[Start Raw records]
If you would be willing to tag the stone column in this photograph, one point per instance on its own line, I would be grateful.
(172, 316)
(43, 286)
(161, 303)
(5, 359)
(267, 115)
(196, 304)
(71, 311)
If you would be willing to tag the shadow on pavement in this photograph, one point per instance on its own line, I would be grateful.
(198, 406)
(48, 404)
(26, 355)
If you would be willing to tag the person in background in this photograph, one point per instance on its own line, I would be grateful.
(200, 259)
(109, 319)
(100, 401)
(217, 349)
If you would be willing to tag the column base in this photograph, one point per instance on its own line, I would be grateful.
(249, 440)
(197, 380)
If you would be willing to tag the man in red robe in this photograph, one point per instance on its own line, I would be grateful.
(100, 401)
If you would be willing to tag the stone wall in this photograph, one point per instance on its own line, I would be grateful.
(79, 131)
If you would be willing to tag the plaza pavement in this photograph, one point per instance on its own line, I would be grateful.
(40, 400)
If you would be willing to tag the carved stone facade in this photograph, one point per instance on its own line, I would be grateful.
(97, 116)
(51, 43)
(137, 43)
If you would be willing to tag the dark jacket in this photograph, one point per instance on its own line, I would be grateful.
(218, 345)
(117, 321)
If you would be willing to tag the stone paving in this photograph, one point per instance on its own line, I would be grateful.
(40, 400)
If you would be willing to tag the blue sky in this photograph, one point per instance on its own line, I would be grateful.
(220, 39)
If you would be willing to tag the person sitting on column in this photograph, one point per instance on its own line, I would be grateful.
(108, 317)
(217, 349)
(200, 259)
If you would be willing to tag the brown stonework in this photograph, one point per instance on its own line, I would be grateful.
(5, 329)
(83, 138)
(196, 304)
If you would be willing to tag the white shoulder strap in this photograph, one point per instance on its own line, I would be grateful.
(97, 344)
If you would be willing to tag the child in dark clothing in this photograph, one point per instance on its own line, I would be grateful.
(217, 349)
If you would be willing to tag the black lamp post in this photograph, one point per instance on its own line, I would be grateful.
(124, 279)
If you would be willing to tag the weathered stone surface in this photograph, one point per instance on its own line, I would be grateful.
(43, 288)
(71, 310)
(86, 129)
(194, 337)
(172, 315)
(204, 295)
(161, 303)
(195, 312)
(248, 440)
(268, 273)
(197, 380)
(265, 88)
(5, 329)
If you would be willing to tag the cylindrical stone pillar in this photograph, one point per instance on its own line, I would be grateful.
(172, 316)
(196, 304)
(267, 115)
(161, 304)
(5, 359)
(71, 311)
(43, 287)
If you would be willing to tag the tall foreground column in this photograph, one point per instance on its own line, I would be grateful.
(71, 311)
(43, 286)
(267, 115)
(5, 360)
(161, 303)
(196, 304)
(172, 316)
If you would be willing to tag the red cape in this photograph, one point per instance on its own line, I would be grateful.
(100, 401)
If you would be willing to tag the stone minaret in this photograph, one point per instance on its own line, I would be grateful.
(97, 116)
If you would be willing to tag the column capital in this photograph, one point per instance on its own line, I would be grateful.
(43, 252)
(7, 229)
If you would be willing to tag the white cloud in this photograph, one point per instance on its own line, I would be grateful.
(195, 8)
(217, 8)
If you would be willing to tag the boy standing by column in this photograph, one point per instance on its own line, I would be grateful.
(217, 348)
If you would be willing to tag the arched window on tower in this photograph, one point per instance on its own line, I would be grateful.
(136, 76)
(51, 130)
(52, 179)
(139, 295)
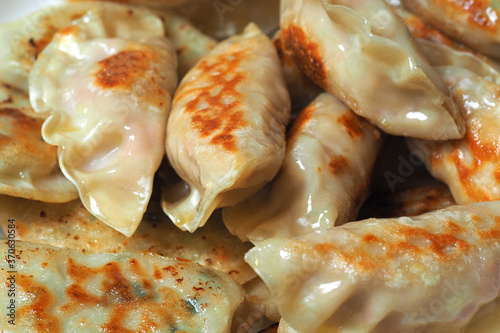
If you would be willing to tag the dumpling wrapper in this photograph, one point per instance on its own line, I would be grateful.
(429, 273)
(361, 52)
(301, 89)
(28, 165)
(474, 23)
(63, 290)
(407, 202)
(226, 130)
(108, 90)
(470, 166)
(29, 36)
(324, 179)
(71, 226)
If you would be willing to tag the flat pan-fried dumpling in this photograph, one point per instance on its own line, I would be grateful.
(108, 90)
(63, 290)
(324, 178)
(387, 275)
(470, 166)
(362, 53)
(474, 23)
(226, 131)
(70, 225)
(28, 165)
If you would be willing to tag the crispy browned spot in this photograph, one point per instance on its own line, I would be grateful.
(420, 30)
(122, 69)
(352, 124)
(306, 54)
(438, 243)
(220, 117)
(475, 10)
(482, 152)
(37, 314)
(338, 165)
(162, 308)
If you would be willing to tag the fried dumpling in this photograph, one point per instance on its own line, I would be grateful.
(362, 53)
(474, 23)
(107, 84)
(470, 166)
(63, 290)
(70, 225)
(28, 165)
(324, 178)
(29, 36)
(429, 273)
(226, 131)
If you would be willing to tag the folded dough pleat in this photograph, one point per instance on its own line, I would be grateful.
(469, 166)
(226, 131)
(429, 273)
(361, 52)
(324, 179)
(108, 91)
(28, 165)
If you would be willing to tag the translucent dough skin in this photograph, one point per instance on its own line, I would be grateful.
(324, 178)
(386, 275)
(474, 23)
(109, 99)
(63, 290)
(361, 52)
(226, 131)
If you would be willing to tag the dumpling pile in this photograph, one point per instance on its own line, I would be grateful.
(301, 166)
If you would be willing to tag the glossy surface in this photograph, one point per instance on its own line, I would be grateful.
(226, 131)
(61, 290)
(361, 53)
(324, 178)
(387, 275)
(470, 166)
(472, 22)
(28, 165)
(108, 90)
(71, 226)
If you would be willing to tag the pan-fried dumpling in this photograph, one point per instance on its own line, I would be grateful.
(28, 165)
(470, 166)
(26, 40)
(108, 89)
(324, 178)
(71, 226)
(226, 131)
(362, 53)
(62, 290)
(474, 23)
(429, 273)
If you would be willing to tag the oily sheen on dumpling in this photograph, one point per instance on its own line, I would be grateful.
(474, 23)
(226, 131)
(108, 91)
(28, 165)
(469, 166)
(361, 52)
(429, 273)
(324, 178)
(61, 290)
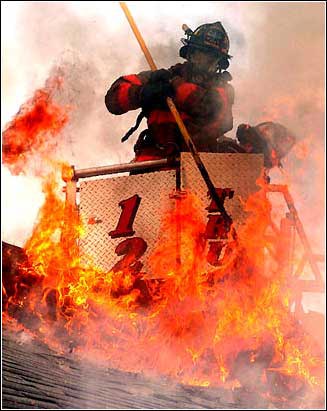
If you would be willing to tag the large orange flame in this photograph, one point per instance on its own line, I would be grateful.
(231, 326)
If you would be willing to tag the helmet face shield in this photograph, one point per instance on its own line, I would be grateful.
(210, 38)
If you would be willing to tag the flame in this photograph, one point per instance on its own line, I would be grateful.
(230, 326)
(35, 129)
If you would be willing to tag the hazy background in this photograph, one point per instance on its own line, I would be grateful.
(278, 74)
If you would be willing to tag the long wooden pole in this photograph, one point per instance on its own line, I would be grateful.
(178, 119)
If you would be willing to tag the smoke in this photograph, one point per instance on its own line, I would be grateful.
(277, 68)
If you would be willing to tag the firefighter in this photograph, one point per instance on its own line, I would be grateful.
(201, 91)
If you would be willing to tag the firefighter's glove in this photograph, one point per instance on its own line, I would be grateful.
(160, 75)
(155, 93)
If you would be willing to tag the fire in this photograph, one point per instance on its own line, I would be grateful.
(35, 129)
(230, 326)
(172, 320)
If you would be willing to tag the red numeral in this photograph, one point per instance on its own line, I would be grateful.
(217, 227)
(132, 249)
(127, 216)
[End Raw records]
- [Written problem]:
Everything from the line containing "If you would be willing to tag the flame" through the final line of the listing, inclusive, must be reproduced exactly; leave out the rest.

- [Response for this exercise]:
If you would be willing to tag the flame in this photograph, one point per instance on its own line, I would be grateful.
(230, 326)
(35, 129)
If you would be willing to tag the hazy background in this photograph, one point per instance on its own line, I would be grateful.
(278, 74)
If you would be willing to tag the long wooden pole in this photograph, one point per instance on its own line, I would be grateful.
(178, 119)
If you would be willing to tag the smoke in this photograph, one point per instance on its own line, I would be grateful.
(277, 68)
If you would be willing to tag the firefighter in this photograph, one point per instance on its own line, I would be grateful.
(201, 91)
If you would be willing to tag the firefighter's glove in this photograph, one point per instance on its own line, I would be grateful.
(160, 75)
(155, 93)
If you would be willing to tag the fire in this photograph, one point per instance on its own line, I would be grateful.
(35, 129)
(230, 326)
(172, 320)
If you would be willing to tag the red numeral in this photograph, one point per instance on its own line, I would be grateful.
(217, 227)
(132, 249)
(127, 216)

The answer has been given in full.